• _Stated goal_: Arrange the lines from the one containing "Please segment every instance of the trailer" through the end of the records as a JSON list of strings, one string per line, leaving out any blank lines.

Entries from a dataset

★ ★ ★

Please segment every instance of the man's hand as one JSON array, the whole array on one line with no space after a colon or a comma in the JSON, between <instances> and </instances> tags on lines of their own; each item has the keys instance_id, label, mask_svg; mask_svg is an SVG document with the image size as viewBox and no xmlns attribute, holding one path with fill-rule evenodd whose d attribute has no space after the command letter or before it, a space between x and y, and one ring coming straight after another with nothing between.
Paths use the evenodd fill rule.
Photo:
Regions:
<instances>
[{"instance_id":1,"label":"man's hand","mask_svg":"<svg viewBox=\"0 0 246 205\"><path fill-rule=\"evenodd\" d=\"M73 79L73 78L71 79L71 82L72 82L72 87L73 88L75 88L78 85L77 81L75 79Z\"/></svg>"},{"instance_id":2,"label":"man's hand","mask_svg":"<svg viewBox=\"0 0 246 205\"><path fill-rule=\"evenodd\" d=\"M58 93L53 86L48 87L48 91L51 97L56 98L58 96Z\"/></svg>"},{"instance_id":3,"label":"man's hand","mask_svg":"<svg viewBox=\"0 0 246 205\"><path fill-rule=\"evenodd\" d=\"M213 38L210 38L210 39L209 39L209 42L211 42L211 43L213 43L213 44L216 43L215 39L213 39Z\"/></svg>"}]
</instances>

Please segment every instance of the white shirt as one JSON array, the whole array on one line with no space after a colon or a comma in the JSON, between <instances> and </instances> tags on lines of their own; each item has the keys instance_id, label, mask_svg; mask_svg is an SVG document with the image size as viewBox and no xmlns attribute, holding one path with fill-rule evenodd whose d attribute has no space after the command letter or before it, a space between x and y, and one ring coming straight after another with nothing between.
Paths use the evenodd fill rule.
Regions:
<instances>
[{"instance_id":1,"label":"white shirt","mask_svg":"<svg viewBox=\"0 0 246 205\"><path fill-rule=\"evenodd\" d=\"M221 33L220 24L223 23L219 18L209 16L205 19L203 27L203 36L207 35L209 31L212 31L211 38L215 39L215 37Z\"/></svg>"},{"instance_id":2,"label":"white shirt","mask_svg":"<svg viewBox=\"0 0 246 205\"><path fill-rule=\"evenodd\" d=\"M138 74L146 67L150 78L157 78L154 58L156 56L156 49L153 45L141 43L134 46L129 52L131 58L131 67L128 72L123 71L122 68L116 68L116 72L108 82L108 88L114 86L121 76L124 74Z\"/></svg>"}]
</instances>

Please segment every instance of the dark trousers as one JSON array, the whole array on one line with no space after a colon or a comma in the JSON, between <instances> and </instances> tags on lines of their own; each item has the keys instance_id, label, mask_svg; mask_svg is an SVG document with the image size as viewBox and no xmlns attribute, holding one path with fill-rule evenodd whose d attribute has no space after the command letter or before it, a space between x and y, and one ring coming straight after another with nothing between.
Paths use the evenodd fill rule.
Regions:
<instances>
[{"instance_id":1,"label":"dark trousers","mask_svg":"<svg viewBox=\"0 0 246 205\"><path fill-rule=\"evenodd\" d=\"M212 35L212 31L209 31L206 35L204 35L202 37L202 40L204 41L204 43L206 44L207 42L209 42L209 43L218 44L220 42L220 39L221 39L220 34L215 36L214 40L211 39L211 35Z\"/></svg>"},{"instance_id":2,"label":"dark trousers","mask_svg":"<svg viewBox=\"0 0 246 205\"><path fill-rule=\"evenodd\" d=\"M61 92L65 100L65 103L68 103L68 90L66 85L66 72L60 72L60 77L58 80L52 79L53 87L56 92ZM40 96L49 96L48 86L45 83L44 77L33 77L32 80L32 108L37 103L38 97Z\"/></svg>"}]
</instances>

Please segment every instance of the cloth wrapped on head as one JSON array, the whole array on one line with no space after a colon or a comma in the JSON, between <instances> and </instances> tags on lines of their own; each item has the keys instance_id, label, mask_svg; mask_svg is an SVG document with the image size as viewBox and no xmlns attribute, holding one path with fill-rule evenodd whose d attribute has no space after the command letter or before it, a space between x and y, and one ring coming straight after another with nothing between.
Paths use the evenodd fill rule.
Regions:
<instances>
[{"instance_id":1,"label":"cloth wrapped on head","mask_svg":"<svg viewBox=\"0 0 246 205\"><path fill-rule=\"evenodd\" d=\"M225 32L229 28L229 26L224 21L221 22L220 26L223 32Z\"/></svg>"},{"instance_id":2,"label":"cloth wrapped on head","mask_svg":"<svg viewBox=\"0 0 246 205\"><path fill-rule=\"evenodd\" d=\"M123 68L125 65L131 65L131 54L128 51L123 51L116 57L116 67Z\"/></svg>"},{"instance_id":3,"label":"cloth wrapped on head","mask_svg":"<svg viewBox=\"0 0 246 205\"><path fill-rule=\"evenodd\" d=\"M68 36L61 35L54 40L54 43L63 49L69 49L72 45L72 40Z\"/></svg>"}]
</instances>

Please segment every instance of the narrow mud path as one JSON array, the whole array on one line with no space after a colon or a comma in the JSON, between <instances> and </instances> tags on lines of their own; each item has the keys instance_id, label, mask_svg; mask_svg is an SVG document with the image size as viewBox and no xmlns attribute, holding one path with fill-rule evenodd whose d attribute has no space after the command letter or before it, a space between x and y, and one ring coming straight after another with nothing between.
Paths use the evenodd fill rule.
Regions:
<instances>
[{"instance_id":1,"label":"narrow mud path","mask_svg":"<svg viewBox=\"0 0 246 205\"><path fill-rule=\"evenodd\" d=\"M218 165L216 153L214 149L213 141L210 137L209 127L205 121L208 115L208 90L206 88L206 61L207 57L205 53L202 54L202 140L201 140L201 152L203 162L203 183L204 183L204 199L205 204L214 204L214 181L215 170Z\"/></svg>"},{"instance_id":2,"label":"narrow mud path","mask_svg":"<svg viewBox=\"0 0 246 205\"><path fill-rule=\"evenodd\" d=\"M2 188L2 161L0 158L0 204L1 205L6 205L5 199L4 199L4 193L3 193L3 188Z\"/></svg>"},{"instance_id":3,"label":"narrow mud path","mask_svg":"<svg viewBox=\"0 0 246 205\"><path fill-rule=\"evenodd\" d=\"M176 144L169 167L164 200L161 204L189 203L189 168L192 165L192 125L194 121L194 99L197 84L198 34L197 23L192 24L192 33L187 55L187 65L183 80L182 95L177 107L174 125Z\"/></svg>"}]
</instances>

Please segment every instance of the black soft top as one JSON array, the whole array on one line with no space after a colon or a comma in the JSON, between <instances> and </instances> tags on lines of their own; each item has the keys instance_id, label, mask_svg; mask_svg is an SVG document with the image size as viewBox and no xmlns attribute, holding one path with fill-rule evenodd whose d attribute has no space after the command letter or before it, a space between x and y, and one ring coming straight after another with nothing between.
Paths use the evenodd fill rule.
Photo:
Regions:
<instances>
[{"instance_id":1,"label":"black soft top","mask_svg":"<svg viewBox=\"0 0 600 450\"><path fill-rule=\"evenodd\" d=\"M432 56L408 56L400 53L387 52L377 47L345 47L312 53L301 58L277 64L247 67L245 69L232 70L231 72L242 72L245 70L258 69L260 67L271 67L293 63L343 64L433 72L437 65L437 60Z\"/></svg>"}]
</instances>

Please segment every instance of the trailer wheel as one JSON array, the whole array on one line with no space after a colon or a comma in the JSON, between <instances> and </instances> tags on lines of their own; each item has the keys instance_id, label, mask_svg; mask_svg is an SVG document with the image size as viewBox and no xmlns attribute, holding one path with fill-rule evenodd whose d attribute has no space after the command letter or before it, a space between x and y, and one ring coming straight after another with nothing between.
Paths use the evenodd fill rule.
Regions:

★ ★ ★

• _Correct output_:
[
  "Please segment every instance of the trailer wheel as one JSON array, the whole array on one line with no space after a colon or a comma in the JSON, between <instances> and </instances> tags on lines of their own; each item has the keys instance_id, label, mask_svg; mask_svg is an SVG document with the image size as viewBox and no xmlns attribute, holding one path with fill-rule evenodd whose d attribute has no space after the command letter or before it, a space between x and y, and one ring coming straight after another with nothing between.",
  "Paths use the evenodd fill rule.",
  "Regions:"
]